**Passage for review:**
=== Begin Enclosure ===

Extension of the Asfgrid for correcting asteroseismic large frequency separations

The initial release of the Asfgrid by Sharma & Stello (2016) was published as part of an investigation of the Kepler red giant sample (Sharma et al., 2016). It was therefore made to cover the typical ranges in mass and [Fe/H] of those stars with most grid points concentrated in the parameter range where most Kepler giants were found. Because the community is increasingly studying oscillations in stars in the more extreme ends of the mass-[Fe/H] parameter space we have extended the Asfgrid from its initial 247 grid points in mass-[Fe/H] (see black points in Figure 1) to now having 632 points (black and red points). This extension was mainly made to cover the low-mass stars ($0.6<M/\mathrm{M}_{\odot}<0.8$) and to ensure that interpolations become more accurate at low metallicities ($-3<\mathrm{[Fe/H]}<-1.4$) where the initial grid was sparse. In addition, we have extended the grid to slightly higher mass ($M/\mathrm{M}_{\odot}\leq 5.5$) and higher metallicity ([Fe/H] $\leq 0.5$) relative to the initial release.

For the extension we used identical input physics and the same version of MESA (v6950) (Paxton et al., 2011, 2013, 2015) to calculate the stellar models ensuring consistency with the initial grid, which forms part of the final grid. The evolution was terminated at the tip of the asymptotic giant branch. We also used the same version of GYRE (v3.1) (Townsend & Teitler, 2013) with the same settings to calculate the adiabatic frequencies and the White et al. (2011) method to derive $\Delta\nu$ from those frequencies. Further details about the models are given in Sharma et al. (2016, section 2.3).

Like the initial release, the two main things that Asfgrid can estimate are:

• •

  Asteroseismic frequencies $\nu_{\mathrm{max}}$ and $\Delta\nu$ and the correction factor $f_{\Delta\nu}$: These are estimated from surface gravity ($\log g$), effective temperature ($T_{\mathrm{eff}}$), metallicity ($Z$), and mass ($M$). The interpolation is done over the model grid in $Z$, $M$, evolution state ($E_{\rm state}$), and $\gamma$, where

  $$\gamma=\log(T_{\rm eff})+0.01\log g\left[\tanh\left(\frac{\log g-4.5}{0.25}\right)+1\right]\frac{1}{2}.$$

  (1)

  We introduce $\gamma$ because we ideally want to interpolate the stellar properties over age. However, age is not an observable, while $T_{\rm eff}$ and $\log g$, which are observables, are not monotonic with age. Hence, $\gamma$ is designed to be roughly monotonic with age. The correction factor, $f_{\Delta\nu}$, is estimated alongside using the relation

  	$\displaystyle f_{\Delta\nu}$	$\displaystyle=$	$\displaystyle\frac{\Delta\nu}{135.1\ \mu{\rm Hz}}\left(\frac{\rho}{\rho_{\odot}}\right)^{-1/2}$		(2)

=== End Enclosure ===

**Problems and tasks:**
[a] According to the passage on the Asfgrid extension, how many mass-[Fe/H] grid points does the extended grid have?
[b] Write out the passage on the Asfgrid extension word for word, between "For the extension" and "(2016, section 2.3).", inclusive.

**Record set:**
=== Begin Enclosure ===

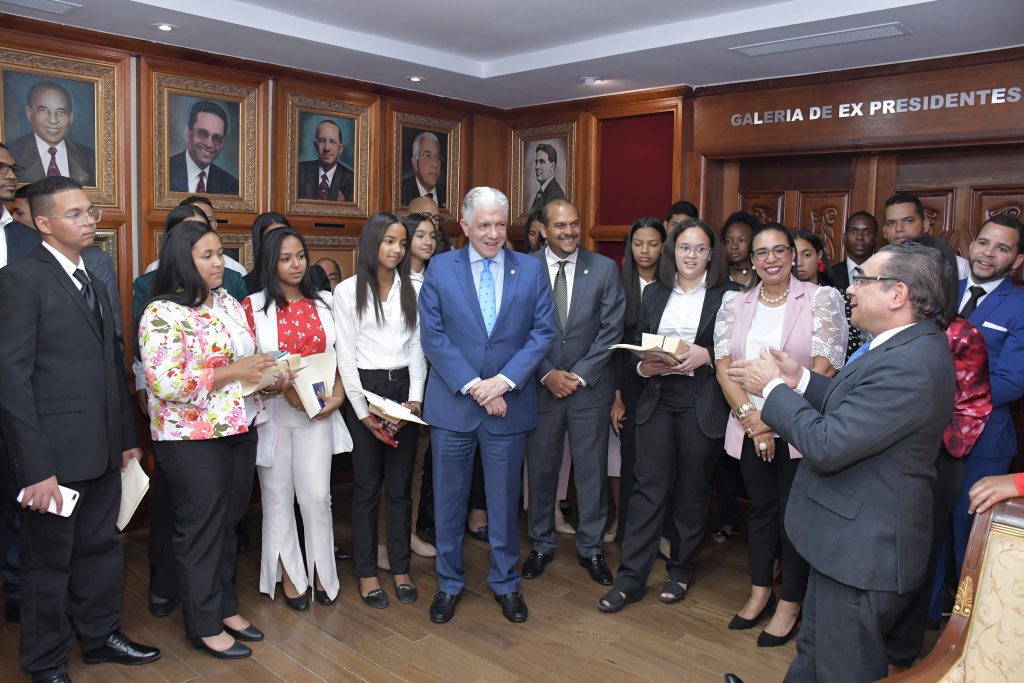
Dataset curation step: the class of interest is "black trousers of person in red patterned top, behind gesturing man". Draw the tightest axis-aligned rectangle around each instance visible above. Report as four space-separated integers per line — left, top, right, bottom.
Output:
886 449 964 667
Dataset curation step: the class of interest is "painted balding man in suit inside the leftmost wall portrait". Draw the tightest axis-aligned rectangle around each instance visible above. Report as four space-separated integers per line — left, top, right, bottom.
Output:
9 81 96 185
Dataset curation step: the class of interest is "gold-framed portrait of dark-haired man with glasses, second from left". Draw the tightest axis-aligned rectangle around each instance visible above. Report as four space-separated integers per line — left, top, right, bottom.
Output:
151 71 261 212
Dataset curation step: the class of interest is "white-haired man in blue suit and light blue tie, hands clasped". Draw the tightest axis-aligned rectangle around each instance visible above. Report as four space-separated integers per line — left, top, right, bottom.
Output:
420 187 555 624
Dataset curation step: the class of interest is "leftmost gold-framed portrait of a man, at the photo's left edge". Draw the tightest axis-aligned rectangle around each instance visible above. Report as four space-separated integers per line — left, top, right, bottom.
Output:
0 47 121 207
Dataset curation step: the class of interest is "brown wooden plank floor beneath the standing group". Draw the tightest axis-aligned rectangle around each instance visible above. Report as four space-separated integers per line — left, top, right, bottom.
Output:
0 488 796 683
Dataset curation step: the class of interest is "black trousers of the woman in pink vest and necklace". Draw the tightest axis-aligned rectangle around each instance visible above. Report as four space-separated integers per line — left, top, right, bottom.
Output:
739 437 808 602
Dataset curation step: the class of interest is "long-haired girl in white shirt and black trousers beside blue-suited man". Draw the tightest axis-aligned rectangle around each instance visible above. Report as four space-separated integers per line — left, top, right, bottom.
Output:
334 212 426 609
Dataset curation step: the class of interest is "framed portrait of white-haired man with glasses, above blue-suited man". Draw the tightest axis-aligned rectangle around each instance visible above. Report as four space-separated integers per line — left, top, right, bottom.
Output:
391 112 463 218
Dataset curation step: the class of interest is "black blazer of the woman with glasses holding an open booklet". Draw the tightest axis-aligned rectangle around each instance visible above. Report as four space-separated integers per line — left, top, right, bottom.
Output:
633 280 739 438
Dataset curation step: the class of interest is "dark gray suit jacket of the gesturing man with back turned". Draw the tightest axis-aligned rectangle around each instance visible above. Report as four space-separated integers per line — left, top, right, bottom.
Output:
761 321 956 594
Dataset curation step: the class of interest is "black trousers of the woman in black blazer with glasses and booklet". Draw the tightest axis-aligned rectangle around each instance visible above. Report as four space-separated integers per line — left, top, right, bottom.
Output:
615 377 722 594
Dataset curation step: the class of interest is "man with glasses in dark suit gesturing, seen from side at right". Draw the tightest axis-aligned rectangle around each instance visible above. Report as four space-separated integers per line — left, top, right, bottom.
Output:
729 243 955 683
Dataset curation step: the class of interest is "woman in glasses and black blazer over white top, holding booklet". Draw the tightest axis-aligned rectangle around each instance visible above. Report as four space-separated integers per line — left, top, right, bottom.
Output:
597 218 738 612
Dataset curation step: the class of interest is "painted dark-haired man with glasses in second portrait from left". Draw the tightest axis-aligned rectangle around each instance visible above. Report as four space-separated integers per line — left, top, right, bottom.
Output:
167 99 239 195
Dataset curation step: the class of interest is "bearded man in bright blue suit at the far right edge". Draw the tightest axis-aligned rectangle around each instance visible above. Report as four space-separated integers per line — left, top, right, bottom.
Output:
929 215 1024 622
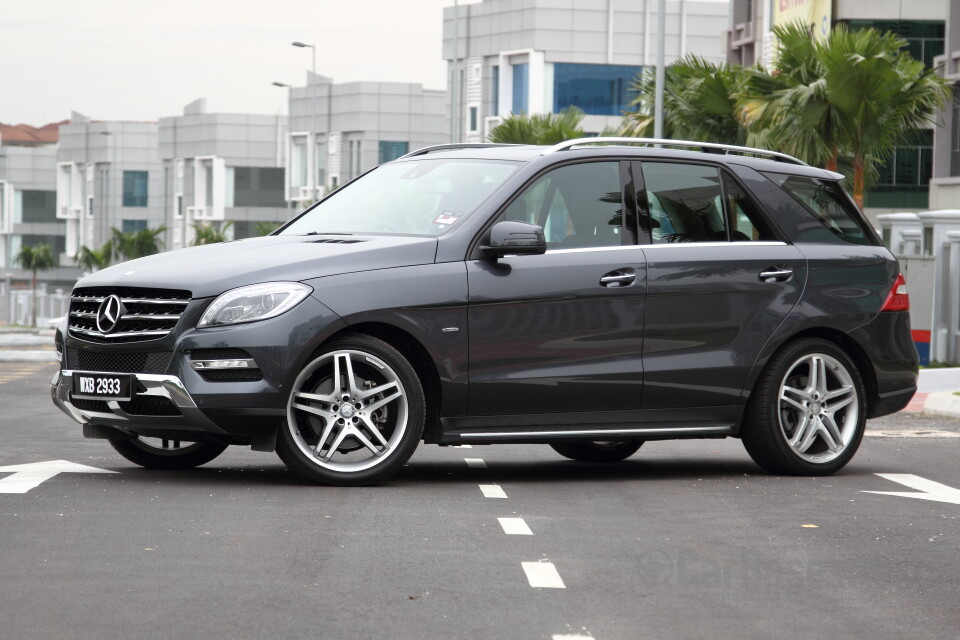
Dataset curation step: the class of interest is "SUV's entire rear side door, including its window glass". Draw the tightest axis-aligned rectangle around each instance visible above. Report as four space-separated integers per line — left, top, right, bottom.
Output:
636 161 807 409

=== End Enclosure ===

**Expected responses:**
[a] 632 grid points.

[b]
For the extension we used identical input physics and the same version of MESA (v6950) (Paxton et al., 2011, 2013, 2015) to calculate the stellar models ensuring consistency with the initial grid, which forms part of the final grid. The evolution was terminated at the tip of the asymptotic giant branch. We also used the same version of GYRE (v3.1) (Townsend & Teitler, 2013) with the same settings to calculate the adiabatic frequencies and the White et al. (2011) method to derive $\Delta\nu$ from those frequencies. Further details about the models are given in Sharma et al. (2016, section 2.3).